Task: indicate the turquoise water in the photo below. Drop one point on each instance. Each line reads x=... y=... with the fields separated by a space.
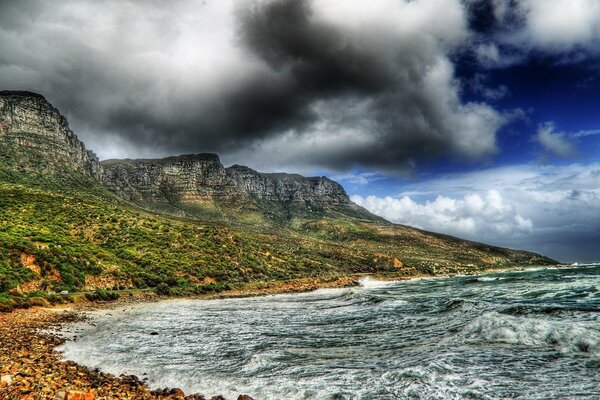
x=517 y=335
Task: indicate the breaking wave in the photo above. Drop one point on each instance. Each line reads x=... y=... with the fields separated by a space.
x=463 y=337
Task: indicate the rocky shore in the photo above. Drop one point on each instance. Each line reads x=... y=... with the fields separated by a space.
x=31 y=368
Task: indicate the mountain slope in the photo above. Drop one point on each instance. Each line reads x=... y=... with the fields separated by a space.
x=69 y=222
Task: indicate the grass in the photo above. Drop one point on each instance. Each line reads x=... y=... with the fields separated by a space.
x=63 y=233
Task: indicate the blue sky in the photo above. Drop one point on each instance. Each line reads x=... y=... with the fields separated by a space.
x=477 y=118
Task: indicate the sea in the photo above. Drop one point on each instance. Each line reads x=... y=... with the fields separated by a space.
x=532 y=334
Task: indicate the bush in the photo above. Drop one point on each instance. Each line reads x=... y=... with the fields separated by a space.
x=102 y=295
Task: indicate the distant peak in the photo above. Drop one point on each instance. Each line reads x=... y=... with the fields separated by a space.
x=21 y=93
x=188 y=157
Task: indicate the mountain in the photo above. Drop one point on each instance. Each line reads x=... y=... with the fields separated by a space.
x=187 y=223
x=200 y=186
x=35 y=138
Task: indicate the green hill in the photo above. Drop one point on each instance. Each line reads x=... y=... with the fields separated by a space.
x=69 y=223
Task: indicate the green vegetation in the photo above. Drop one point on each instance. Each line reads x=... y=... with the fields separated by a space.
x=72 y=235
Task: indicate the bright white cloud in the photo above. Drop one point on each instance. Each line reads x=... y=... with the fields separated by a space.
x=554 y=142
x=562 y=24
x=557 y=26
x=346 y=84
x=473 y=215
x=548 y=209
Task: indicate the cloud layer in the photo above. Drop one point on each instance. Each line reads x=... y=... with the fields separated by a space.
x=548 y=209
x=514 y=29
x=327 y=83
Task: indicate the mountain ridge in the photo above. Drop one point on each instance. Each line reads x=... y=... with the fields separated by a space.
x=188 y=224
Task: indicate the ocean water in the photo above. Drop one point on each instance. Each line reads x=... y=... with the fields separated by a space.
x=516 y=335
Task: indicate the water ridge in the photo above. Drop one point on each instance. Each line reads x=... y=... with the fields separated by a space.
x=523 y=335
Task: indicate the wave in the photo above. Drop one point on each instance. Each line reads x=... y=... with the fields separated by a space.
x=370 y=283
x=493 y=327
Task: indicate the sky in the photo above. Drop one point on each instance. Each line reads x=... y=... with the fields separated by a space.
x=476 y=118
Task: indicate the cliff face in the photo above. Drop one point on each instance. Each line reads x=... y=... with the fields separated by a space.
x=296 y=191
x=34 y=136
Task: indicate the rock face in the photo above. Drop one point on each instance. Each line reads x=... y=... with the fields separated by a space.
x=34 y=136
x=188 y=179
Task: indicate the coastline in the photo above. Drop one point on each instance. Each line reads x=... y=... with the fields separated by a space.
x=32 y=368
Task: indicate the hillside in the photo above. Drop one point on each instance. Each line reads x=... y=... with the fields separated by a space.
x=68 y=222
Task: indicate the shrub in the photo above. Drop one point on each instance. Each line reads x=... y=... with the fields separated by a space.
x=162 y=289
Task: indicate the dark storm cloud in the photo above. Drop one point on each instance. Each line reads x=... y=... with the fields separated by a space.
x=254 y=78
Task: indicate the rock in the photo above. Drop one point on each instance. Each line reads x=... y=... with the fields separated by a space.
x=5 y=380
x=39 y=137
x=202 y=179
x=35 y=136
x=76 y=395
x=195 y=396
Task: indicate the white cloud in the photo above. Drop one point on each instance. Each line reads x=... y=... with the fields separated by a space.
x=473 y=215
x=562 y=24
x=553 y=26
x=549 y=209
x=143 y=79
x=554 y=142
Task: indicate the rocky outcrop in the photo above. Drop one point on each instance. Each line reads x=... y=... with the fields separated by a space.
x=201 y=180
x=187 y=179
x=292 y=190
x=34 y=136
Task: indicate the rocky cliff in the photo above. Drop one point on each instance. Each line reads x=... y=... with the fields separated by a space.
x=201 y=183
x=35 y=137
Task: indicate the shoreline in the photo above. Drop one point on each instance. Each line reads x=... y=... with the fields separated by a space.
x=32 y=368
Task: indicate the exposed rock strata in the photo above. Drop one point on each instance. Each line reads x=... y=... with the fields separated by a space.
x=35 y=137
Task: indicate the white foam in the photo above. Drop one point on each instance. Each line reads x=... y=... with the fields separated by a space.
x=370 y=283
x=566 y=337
***
Leave every image out, and retype the material exactly.

**OUTPUT FOR THIS TASK:**
Task: indicate the turquoise water in the photo below. Drop one point on each instance. Each line reads x=... y=... with the fields separated by a space.
x=517 y=335
Task: indicate the breaking wave in the photo above. Drop one point on each instance. Each line reads x=... y=... with the fields separated by a space.
x=463 y=337
Task: indicate the rocky shore in the photo above. Drop one point on each instance. Each line reads x=... y=... with the fields separated by a space.
x=31 y=368
Task: indicate the mountain slope in the photo above. Drop one point on each instance. Each line reads x=... y=... with the fields separated by a space.
x=69 y=222
Task: indicate the grass in the photo above. Drop one point on each instance. Each line reads x=... y=... with the fields separated by a space.
x=63 y=233
Task: indicate the blue sky in the photo above. Drop one point on each instance. Each line reads x=... y=... with the fields separated by a space.
x=477 y=118
Task: indicate the sea in the photo above. Drop one point on each instance. Each line reads x=... y=... with the fields separated by a space.
x=532 y=334
Task: indicate the bush in the photo above. Drop one point on each instance. Each line reads x=... y=... with the fields separated by a space.
x=102 y=295
Task: indicate the distant peak in the photo above. Drop one point on each instance. Each line reads x=... y=... with the fields separated by a space.
x=21 y=93
x=188 y=157
Task: indicate the mountain in the photo above. Drop one point on each instance. Each line reads x=... y=... with the fields separated by a space.
x=187 y=223
x=200 y=186
x=35 y=138
Task: indicate the green hill in the photo above. Drop one point on each instance. Each line reads x=... y=... with the fields separated by a space.
x=69 y=223
Task: indicate the green vegetation in the photo above. Drop one point on each instance. Each line reads x=... y=... with the fields separated by a space.
x=72 y=235
Task: indicate the bright white cloud in the photo above. Drop one point on each instance. Each line reads x=... y=... with the fields separated by a space.
x=554 y=142
x=562 y=24
x=557 y=26
x=346 y=84
x=473 y=215
x=548 y=209
Task: indicate the cloud layer in the photo above. Drop one point on each instance. Each line reads x=... y=... with the fields separated by a space.
x=548 y=209
x=514 y=29
x=327 y=83
Task: indicate the mountain ridge in the photo above. Drop one point on each instance. Each line reads x=... y=... with the fields separated by a space.
x=188 y=224
Task: indicate the ocean water in the photo above. Drop one point on each instance. Each line reads x=... y=... with the fields separated by a space.
x=516 y=335
Task: indicate the water ridge in the photo above. Drop one point on each instance. Each line reads x=... y=... with the fields separated by a space.
x=523 y=335
Task: indicate the wave in the photo above. Drop one point on each instance. Each line reads x=... y=... with the fields separated by a space.
x=370 y=283
x=493 y=327
Task: indicate the sky in the photo above. Drop one point on each instance. Each line reads x=... y=... with the fields separated by a space.
x=476 y=118
Task: indicate the cliff face in the photo above. Drop one point on each instance. Each line reads x=... y=... with the fields separated by a space.
x=296 y=191
x=34 y=136
Task: indicate the rock face in the photo above. Drop one point on each instance. Each line reads x=... y=... with the fields separated by a space.
x=34 y=136
x=188 y=179
Task: indicate the coastline in the photo above. Drop one point on each instance. Each line reads x=... y=... with the fields separated by a space.
x=32 y=368
Task: indicate the hillside in the photo above. Drop one point on each instance. Each line reads x=... y=... with the fields separated by a space.
x=68 y=222
Task: indicate the shrub in the photo above. Drop one point on each instance. Each line reads x=... y=... with the fields separated by a space.
x=162 y=289
Task: indicate the dark storm cloud in the photo above. Drop one point on each instance. Each line reads x=... y=... with the fields separated by a space.
x=254 y=78
Task: indicate the rock in the photo above. Drop one point on each instance. Each line reads x=... y=... with the fields separated by a space.
x=5 y=380
x=39 y=137
x=202 y=179
x=35 y=136
x=76 y=395
x=195 y=396
Task: indicate the white cloud in the photo above. Drop one point on each instance. Each line reads x=... y=... with the fields separated by a space.
x=473 y=215
x=562 y=24
x=553 y=26
x=549 y=209
x=143 y=79
x=554 y=142
Task: indicate the rocky outcrop in the photo above. Drop one point on each instance. Each line reads x=... y=... with the fields separated by a space.
x=201 y=180
x=187 y=179
x=292 y=190
x=34 y=136
Task: indicate the rocky cliff in the photo above. Drop one point on each instance. Each line reads x=... y=... with the fields separated by a space.
x=201 y=183
x=35 y=137
Task: indicate the shoreline in the photo above. Drop one point on each instance. Each line reads x=... y=... with the fields separated by a space.
x=32 y=368
Task: indicate the exposed rock strata in the photo above. Drop one point on each instance. Each line reads x=... y=... with the fields separated by a space.
x=35 y=137
Task: indicate the white foam in the photo above. Drop one point on each instance. Each line reads x=... y=... with the fields separated by a space.
x=370 y=283
x=566 y=337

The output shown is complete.